Convierte todas las líneas del siguiente listado en una tabla Markdown con las columnas «Fila» y «Línea». En «Fila» va el número de orden y en «Línea» el texto. Omite las líneas en blanco.

********************

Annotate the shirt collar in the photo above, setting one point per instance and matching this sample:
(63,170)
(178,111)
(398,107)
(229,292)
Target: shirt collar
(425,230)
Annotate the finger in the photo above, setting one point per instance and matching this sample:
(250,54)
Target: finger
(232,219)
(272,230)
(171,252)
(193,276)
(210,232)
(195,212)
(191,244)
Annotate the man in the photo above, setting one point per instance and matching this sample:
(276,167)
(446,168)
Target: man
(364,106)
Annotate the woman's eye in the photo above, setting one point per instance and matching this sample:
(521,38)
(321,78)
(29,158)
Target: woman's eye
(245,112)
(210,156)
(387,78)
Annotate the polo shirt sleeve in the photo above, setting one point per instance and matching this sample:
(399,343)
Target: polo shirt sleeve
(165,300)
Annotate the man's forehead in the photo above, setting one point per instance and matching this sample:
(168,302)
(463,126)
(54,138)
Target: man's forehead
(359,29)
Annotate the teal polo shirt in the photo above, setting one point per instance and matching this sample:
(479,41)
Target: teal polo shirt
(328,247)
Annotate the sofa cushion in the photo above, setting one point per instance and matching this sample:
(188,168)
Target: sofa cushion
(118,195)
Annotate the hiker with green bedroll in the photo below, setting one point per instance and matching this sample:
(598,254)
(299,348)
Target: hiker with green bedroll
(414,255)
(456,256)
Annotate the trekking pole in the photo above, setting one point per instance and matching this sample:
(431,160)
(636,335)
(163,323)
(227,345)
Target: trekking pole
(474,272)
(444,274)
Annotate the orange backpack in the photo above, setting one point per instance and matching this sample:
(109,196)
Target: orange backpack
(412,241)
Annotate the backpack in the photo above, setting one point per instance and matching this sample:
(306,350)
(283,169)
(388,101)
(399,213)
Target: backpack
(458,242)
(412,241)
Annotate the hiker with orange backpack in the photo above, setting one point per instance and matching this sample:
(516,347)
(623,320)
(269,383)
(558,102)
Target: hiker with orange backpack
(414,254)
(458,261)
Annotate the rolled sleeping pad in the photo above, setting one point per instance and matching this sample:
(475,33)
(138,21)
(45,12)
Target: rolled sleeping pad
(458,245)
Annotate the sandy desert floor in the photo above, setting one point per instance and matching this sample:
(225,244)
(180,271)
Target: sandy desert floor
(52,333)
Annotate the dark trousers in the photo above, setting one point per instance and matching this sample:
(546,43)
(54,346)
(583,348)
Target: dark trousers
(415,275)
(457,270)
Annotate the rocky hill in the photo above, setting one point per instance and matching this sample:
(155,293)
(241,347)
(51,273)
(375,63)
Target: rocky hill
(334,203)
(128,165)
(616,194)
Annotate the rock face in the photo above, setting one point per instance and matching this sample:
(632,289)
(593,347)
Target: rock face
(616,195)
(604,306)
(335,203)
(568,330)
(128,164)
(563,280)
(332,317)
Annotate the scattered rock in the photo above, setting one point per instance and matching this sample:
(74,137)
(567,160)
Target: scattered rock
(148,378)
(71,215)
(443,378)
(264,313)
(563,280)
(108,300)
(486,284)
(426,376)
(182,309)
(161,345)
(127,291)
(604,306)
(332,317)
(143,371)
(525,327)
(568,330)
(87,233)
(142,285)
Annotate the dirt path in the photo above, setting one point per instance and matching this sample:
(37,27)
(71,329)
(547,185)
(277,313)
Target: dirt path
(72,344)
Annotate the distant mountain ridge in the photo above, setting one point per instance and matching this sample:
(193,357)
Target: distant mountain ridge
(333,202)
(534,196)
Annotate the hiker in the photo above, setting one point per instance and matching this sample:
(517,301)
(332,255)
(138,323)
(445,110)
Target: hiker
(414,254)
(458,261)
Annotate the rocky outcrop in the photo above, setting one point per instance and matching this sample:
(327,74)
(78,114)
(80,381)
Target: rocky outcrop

********************

_La solución_
| Fila | Línea |
|---|---|
| 1 | Annotate the shirt collar in the photo above, setting one point per instance and matching this sample: |
| 2 | (63,170) |
| 3 | (178,111) |
| 4 | (398,107) |
| 5 | (229,292) |
| 6 | Target: shirt collar |
| 7 | (425,230) |
| 8 | Annotate the finger in the photo above, setting one point per instance and matching this sample: |
| 9 | (250,54) |
| 10 | Target: finger |
| 11 | (232,219) |
| 12 | (272,230) |
| 13 | (171,252) |
| 14 | (193,276) |
| 15 | (210,232) |
| 16 | (195,212) |
| 17 | (191,244) |
| 18 | Annotate the man in the photo above, setting one point per instance and matching this sample: |
| 19 | (276,167) |
| 20 | (446,168) |
| 21 | Target: man |
| 22 | (364,106) |
| 23 | Annotate the woman's eye in the photo above, setting one point per instance and matching this sample: |
| 24 | (521,38) |
| 25 | (321,78) |
| 26 | (29,158) |
| 27 | Target: woman's eye |
| 28 | (245,112) |
| 29 | (210,156) |
| 30 | (387,78) |
| 31 | Annotate the polo shirt sleeve in the photo above, setting one point per instance and matching this sample: |
| 32 | (399,343) |
| 33 | Target: polo shirt sleeve |
| 34 | (165,300) |
| 35 | Annotate the man's forehead in the photo above, setting one point per instance and matching this sample: |
| 36 | (168,302) |
| 37 | (463,126) |
| 38 | (54,138) |
| 39 | Target: man's forehead |
| 40 | (359,29) |
| 41 | Annotate the teal polo shirt in the photo above, setting one point per instance and matching this sample: |
| 42 | (479,41) |
| 43 | Target: teal polo shirt |
| 44 | (328,247) |
| 45 | Annotate the sofa cushion in the photo above, setting one point per instance and matching this sample: |
| 46 | (188,168) |
| 47 | Target: sofa cushion |
| 48 | (118,195) |
| 49 | Annotate the hiker with green bedroll in the photo below, setting one point per instance and matching this sample: |
| 50 | (598,254) |
| 51 | (299,348) |
| 52 | Target: hiker with green bedroll |
| 53 | (414,255) |
| 54 | (456,256) |
| 55 | Annotate the trekking pole in the photo above, setting one point per instance and matching this sample: |
| 56 | (431,160) |
| 57 | (636,335) |
| 58 | (163,323) |
| 59 | (227,345) |
| 60 | Target: trekking pole |
| 61 | (474,272) |
| 62 | (444,274) |
| 63 | Annotate the orange backpack in the photo above, setting one point per instance and matching this sample: |
| 64 | (109,196) |
| 65 | Target: orange backpack |
| 66 | (412,241) |
| 67 | Annotate the backpack in the photo above, setting one point per instance and matching this sample: |
| 68 | (306,350) |
| 69 | (283,169) |
| 70 | (388,101) |
| 71 | (399,213) |
| 72 | Target: backpack |
| 73 | (458,242) |
| 74 | (412,241) |
| 75 | Annotate the hiker with orange backpack in the photo above, setting one point per instance and matching this sample: |
| 76 | (516,347) |
| 77 | (623,320) |
| 78 | (269,383) |
| 79 | (558,102) |
| 80 | Target: hiker with orange backpack |
| 81 | (414,254) |
| 82 | (458,261) |
| 83 | Annotate the rolled sleeping pad in the photo above, setting one point per instance and matching this sample: |
| 84 | (475,33) |
| 85 | (138,21) |
| 86 | (45,12) |
| 87 | Target: rolled sleeping pad |
| 88 | (458,245) |
| 89 | Annotate the sandy desert floor in the photo above, setting one point per instance and matching this sample: |
| 90 | (225,244) |
| 91 | (180,271) |
| 92 | Target: sandy desert floor |
| 93 | (52,333) |
| 94 | Annotate the dark trousers in the photo above, setting one point per instance and matching this sample: |
| 95 | (546,43) |
| 96 | (54,346) |
| 97 | (583,348) |
| 98 | Target: dark trousers |
| 99 | (415,275) |
| 100 | (457,270) |
| 101 | Annotate the rocky hill in the photo above, setting one point per instance and matching this sample: |
| 102 | (155,293) |
| 103 | (241,347) |
| 104 | (51,273) |
| 105 | (375,63) |
| 106 | Target: rocky hill |
| 107 | (334,203) |
| 108 | (128,165) |
| 109 | (616,194) |
| 110 | Annotate the rock face in the photo above, setting one point per instance and matching this sample: |
| 111 | (632,289) |
| 112 | (593,347) |
| 113 | Target: rock face |
| 114 | (616,195) |
| 115 | (604,306) |
| 116 | (335,203) |
| 117 | (568,330) |
| 118 | (128,164) |
| 119 | (563,280) |
| 120 | (332,317) |
| 121 | Annotate the scattered rock in the photo above, setting one point per instance and matching this sample: |
| 122 | (74,137) |
| 123 | (567,160) |
| 124 | Target: scattered rock |
| 125 | (148,378) |
| 126 | (71,215) |
| 127 | (443,378) |
| 128 | (264,313) |
| 129 | (563,280) |
| 130 | (108,300) |
| 131 | (486,284) |
| 132 | (426,376) |
| 133 | (182,309) |
| 134 | (161,345) |
| 135 | (127,291) |
| 136 | (604,306) |
| 137 | (332,317) |
| 138 | (143,371) |
| 139 | (525,327) |
| 140 | (568,330) |
| 141 | (87,233) |
| 142 | (142,285) |
| 143 | Annotate the dirt path in the photo above, setting one point per instance and matching this sample: |
| 144 | (37,27) |
| 145 | (71,329) |
| 146 | (547,185) |
| 147 | (277,313) |
| 148 | Target: dirt path |
| 149 | (72,344) |
| 150 | Annotate the distant mountain ridge in the photo above, setting one point per instance and matching this sample: |
| 151 | (193,357) |
| 152 | Target: distant mountain ridge |
| 153 | (333,202) |
| 154 | (534,196) |
| 155 | Annotate the hiker in the photo above, setting one point per instance and matching this sample: |
| 156 | (517,301) |
| 157 | (332,255) |
| 158 | (138,323) |
| 159 | (445,110) |
| 160 | Target: hiker |
| 161 | (414,254) |
| 162 | (458,261) |
| 163 | Annotate the rocky outcrop in the photo above, setting one point per instance and matching this sample: |
| 164 | (327,74) |
| 165 | (78,114) |
| 166 | (80,381) |
| 167 | Target: rocky outcrop |